### Instructions to follow:
In the post on implementing a stack in C++, what does the templated class use as its backing storage, and what tracks the stack's size?

### Excerpt to read:
=-=-=-=-=

Implementing a Stack Using a Dynamic Array in C++
May 20, 2021
DS&A Adventures
The stack is a ubiquitous data structure that makes an appearance in all manner of applications. The operating system is responsible for maintaining a stack in memory to track variables across different scopes. When a program fails, a debugger or crash report will emit a stack trace to help you find the bug. And indeed, the very process of interpreting a program and evaluating expressions involves the use of stacks.
This short post walks through the process of implementing a stack from scratch using C++.
Defining the API
At the outset, it is useful to map out the functionality that the stack should provide in broad strokes. The defining feature of a stack is that it operates on a last-in, first-out (LIFO) policy. This means that elements are added to and removed from the top of the stack. It also means that iteration should proceed from the top of the stack to the bottom.
With that in mind, our API should have the following minimal features:
is_empty- Returns true if the stack is empty.size- Returns the number of elements on the stack.push- Push an element on top of the stack.pop- Pop an element from the top of the stack.beginandend- For iteration.
Storage and Manipulation
There are several ways to slice this particular apple. In this post, we will implement a templated class which uses a dynamic array as the backing storage and an index to track the size of the stack.
Templated Class
We could implement one stack for strings and another stack for integers. But this quickly becomes unwieldy as the number of types in your program increases, and maintenance would be a nightmare. Instead, many modern languages allow you to define generics, classes that can operate on arbitrary types. In C++, generics are called template classes.
To begin, we define our Stack class as a template.
template<typename T>
class Stack
{
...
};The template<typename T> declaration at the top makes this a template class, and T is a type parameter that must be specified when this class is instantiated. When the class is instantiated, the provided typename is substituted for T throughout the class. Using a template allows us to achieve uniform behavior for a Stack<std::string>, a Stack<int>, and any other variant.
Dynamic Array Storage
The stack needs to store its elements somewhere, somehow.

=-=-=-=-=

### Data section:
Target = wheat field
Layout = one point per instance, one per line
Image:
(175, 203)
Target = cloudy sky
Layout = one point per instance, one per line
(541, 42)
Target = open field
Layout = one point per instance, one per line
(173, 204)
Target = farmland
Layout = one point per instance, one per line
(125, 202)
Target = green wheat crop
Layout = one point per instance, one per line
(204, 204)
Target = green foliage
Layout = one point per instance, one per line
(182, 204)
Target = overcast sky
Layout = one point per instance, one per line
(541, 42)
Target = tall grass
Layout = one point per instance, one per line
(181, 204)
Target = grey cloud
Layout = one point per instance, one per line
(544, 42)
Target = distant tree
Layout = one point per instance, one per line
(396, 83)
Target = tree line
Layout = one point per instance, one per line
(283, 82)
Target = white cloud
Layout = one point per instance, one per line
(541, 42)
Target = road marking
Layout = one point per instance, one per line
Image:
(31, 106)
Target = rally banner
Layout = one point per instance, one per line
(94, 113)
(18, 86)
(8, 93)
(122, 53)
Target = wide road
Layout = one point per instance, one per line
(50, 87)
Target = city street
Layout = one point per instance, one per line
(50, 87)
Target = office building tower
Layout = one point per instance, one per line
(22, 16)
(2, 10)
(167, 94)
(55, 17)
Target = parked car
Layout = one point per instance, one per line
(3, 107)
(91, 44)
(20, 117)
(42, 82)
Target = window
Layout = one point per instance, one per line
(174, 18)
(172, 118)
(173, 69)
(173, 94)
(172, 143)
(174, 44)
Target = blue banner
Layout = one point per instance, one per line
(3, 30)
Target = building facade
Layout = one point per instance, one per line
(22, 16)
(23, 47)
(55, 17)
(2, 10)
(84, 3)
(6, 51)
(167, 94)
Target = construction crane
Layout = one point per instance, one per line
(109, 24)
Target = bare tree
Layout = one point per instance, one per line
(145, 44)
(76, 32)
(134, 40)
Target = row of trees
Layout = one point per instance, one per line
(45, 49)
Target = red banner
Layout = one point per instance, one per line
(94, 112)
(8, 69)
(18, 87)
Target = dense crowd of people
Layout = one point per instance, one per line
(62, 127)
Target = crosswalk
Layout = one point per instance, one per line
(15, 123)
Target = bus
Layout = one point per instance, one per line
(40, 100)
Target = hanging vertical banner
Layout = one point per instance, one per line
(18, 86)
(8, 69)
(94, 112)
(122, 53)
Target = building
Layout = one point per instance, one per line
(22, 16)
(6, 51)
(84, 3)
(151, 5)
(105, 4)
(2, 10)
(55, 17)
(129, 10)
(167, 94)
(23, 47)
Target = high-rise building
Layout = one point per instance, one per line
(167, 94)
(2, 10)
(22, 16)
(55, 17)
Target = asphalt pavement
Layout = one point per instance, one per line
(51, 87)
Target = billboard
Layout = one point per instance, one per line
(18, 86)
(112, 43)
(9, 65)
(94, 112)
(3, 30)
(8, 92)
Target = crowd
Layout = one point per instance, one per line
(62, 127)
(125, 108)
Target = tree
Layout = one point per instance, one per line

=-=-=-=-=

### Finished task:
A dynamic array serves as the backing storage, and an index tracks the size.